Position annotation listing:

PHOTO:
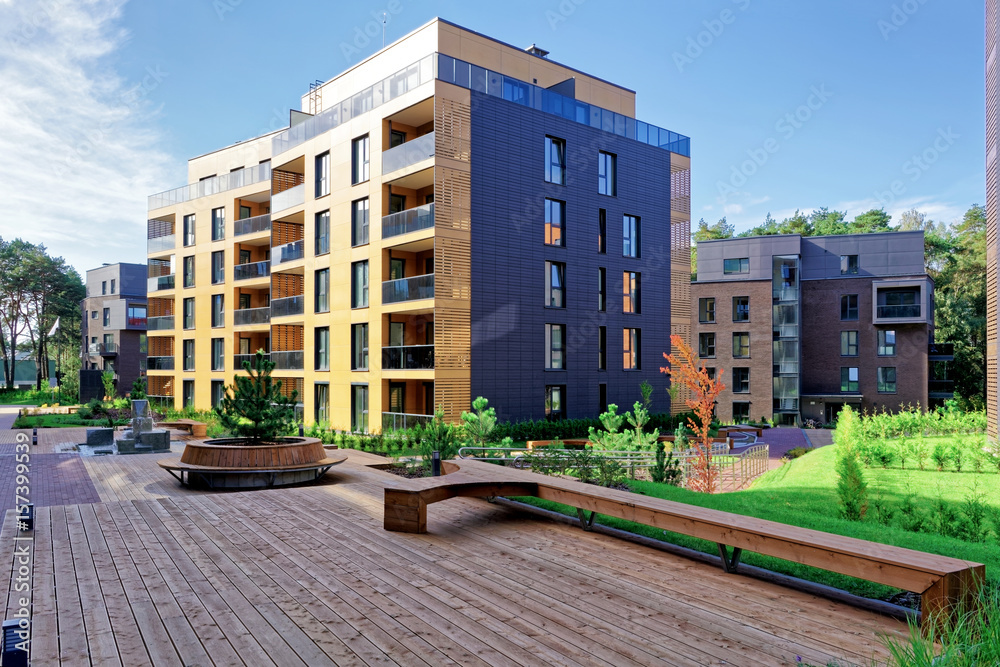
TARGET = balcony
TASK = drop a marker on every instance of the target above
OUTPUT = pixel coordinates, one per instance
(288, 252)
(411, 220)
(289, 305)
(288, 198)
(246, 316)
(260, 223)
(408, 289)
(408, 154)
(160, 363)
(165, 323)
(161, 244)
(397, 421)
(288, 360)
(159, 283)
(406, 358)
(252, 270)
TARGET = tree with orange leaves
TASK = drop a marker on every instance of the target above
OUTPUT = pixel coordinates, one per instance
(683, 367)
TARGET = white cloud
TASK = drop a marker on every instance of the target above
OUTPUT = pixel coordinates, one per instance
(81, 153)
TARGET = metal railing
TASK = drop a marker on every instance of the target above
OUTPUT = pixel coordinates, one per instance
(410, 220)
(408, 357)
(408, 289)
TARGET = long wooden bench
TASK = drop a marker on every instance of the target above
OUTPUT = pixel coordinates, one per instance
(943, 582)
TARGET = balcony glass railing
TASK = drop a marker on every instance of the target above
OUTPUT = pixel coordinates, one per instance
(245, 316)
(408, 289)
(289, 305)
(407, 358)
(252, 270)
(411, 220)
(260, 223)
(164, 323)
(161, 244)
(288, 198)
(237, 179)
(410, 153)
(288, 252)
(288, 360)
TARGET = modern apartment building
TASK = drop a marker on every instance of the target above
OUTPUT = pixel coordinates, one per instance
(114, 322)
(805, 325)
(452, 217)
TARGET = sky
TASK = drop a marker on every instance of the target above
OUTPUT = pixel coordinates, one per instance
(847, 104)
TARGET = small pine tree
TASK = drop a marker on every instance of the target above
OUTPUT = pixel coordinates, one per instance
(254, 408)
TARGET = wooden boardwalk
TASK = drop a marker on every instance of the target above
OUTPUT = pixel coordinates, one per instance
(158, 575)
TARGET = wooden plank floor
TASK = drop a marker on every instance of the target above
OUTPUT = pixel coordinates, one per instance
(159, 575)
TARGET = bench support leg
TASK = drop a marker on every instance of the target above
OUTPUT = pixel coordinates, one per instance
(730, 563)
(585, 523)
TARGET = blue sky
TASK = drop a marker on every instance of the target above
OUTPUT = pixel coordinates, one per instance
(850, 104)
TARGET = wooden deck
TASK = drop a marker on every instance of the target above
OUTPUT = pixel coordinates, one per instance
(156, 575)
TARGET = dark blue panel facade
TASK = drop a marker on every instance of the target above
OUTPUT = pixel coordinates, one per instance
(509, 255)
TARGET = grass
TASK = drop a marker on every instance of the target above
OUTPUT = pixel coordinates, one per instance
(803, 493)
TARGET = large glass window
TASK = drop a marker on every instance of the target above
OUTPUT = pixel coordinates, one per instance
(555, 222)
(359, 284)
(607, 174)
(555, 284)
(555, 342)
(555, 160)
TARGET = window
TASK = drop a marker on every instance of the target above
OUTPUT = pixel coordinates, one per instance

Task brief:
Extract verbatim the lines of the listing from the one containing "TARGET = wooden deck" through the final line, both included.

Response:
TARGET = wooden deck
TASK = drop a marker on every instance of the target above
OUTPUT = pixel coordinates, one per instance
(156, 575)
TARGET = dark blue panel facade
TASK = drop a marker on every instance of the target above
OUTPUT = pixel coordinates, one per instance
(509, 255)
TARGET = grass
TASK = drop a marker on every instance of the target above
OUTPUT = pixel coordinates, one per instance
(803, 493)
TARGET = large glass window
TASK = drop a marker on every instance of the target above
OUTPUT = pixel coordinates, one per instance
(555, 222)
(359, 284)
(607, 174)
(555, 284)
(555, 342)
(555, 160)
TARGET = window
TASK = drop a marker on every instance of the target above
OUTPUT = pixel coordinates, one per instance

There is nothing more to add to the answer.